Reproduce each of the entries below word for word, without changing anything.

## Begin Material supplied

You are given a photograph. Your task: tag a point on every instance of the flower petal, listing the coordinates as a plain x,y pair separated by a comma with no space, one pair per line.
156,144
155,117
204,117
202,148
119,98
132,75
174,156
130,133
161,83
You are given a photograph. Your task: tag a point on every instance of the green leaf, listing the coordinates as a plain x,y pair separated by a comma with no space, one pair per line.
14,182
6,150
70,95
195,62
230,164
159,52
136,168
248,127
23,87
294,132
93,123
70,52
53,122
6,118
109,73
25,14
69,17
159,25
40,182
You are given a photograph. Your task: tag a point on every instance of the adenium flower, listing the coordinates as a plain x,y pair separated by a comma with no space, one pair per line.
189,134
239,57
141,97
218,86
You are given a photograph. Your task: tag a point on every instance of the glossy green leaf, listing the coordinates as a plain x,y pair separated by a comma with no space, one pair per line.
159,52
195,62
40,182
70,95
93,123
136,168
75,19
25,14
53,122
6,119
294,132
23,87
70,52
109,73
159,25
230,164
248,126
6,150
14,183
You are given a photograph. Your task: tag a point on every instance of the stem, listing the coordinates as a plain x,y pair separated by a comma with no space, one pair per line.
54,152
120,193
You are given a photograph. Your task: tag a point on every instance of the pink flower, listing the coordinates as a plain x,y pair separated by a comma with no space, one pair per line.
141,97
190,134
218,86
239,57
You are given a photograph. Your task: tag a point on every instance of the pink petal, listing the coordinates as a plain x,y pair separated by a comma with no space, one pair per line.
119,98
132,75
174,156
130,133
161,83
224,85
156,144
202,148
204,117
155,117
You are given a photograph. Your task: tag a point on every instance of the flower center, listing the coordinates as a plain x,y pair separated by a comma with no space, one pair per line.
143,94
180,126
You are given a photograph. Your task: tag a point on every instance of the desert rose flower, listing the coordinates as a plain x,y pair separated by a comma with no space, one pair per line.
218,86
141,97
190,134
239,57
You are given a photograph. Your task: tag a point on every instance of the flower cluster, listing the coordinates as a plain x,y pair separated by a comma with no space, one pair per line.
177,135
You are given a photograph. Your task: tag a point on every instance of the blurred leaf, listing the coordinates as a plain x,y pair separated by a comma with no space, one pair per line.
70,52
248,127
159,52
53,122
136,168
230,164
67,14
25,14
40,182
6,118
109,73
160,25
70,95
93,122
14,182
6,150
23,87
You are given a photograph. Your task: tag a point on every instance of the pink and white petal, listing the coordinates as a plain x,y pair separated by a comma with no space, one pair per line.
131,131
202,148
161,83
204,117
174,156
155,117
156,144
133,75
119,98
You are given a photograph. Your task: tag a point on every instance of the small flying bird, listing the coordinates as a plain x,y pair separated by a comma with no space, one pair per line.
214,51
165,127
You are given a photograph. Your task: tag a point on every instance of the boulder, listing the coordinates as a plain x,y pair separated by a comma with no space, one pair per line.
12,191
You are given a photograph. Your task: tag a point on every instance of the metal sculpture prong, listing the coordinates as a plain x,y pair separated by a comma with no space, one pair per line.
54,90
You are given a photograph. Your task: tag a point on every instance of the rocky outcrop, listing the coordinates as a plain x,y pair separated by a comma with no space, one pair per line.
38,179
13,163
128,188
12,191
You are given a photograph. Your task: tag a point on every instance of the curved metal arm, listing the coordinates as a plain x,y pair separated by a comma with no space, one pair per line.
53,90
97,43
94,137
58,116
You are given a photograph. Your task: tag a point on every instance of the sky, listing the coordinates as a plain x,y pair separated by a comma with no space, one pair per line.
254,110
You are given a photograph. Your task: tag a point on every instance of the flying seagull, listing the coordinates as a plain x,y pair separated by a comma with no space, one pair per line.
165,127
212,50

## End Material supplied

Response
You are given a photograph. Your task: tag a point on every instance of the flower petal, listing the coordinates as a plain x,y pair separated by a comma with no space, one pair per line.
156,144
155,117
204,117
202,148
119,98
132,75
174,156
130,133
161,83
You are given a photograph. Your task: tag a point on every instance of the green leaf, listing the coordinates as a plain x,y pair separated by a comma with no space, one pair per line.
14,182
6,150
70,95
195,62
230,164
159,52
136,168
248,127
23,87
294,132
93,123
70,52
53,122
6,118
109,73
25,14
69,17
159,25
40,182
You are given a photograph. Your task: tag a point on every instance of the adenium flower, listing the coordinates as a plain x,y pair separated by a comma with no space, one pair per line.
189,134
239,57
141,97
218,86
You are given a photograph. Your task: tag a point on every instance of the glossy green leaf, listing the coordinates as a plain x,y pair separated by a comma with no space, one pair per line.
159,52
195,62
40,182
70,95
93,123
136,168
75,19
25,14
53,122
6,119
294,132
23,87
70,52
109,73
159,25
230,164
248,126
6,150
14,183
You are given a photograph. Your task: tag a point on every instance of the stem, listing the coordinates as a plain x,y pair separated by a comma with no space, one pair per line.
54,152
120,193
You are given a photograph. Your task: tag a point on every instance of the pink flower, listing the coordinates as a plain x,y pair separated by a comma with no space, one pair per line.
141,97
190,134
218,86
239,57
You are given a photograph. Your task: tag a point on every instance of the pink petal, listing the coordinates as a plain x,y pair separated by a comma with no space, one pair per line.
119,98
132,75
174,156
130,133
161,83
224,85
156,144
202,148
204,117
155,117
You are given a photograph. Your task: tag a point on every instance of the flower center, listing the coordinates as a plain x,y pair separated by a comma with no space, one pair per line.
143,94
180,126
You are given a photograph. Your task: tag a point on every instance of the desert rose flower, listing the coordinates as a plain x,y pair separated by a comma with no space, one pair per line.
218,86
141,97
190,134
239,57
You are given a photograph. Your task: tag a point on every instance of the flower cluster, listing the coordinates as a plain x,y pair separated by a comma with no space, one pair per line.
177,135
You are given a photograph. Your task: tag a point on every instance of the blurred leaf, listing the coordinates as a plain x,y pair separated by a comma with no space, one pair per line.
70,52
248,127
159,52
53,122
136,168
230,164
67,14
25,14
40,182
6,118
109,73
160,25
70,95
93,122
14,182
6,150
23,87
You are given a photograph. Your task: tag a point on every instance of the pink and white petal, listing the coordinates as a plain x,y pair separated by a comma with no space, one pair per line.
131,131
202,148
161,83
204,117
174,156
155,117
156,144
133,75
119,98
You are given a photograph. Your task: tag a point on every instance of the small flying bird, listing the coordinates as a plain x,y pair separated by a comma with no space, one pair per line.
214,51
165,127
You are given a photograph. Your task: tag a point on every instance of the boulder, listing the coordinates as a plain x,y pair separated by a comma with no space, one pair per line.
12,191
You are given a photograph. Your task: tag a point on every instance of the metal sculpture prong, listing the coordinates as a plain x,y pair separated by a comma with no space, one pair per line.
54,90
You are given a photograph. Your task: tag a point on every instance of the rocky outcrop, listing the coordinates as a plain x,y pair separated by a comma with no space, one pair per line.
38,179
13,163
128,188
12,191
You are given a photograph. Your task: tag a point on every instance of the curved metal arm, listing the coordinates as a plain x,y pair separated by a comma with no space, one pair per line.
53,90
97,43
94,137
58,116
You are given a photograph. Your task: tag a point on every instance of the sky, listing the coordinates as a plain x,y pair separated by a comma with no space, one pair per line.
254,110
You are given a photograph. Your task: tag a point on every instance of the flying seagull, listing the coordinates as a plain x,y pair separated by a comma with no space, one pair per line.
165,127
212,50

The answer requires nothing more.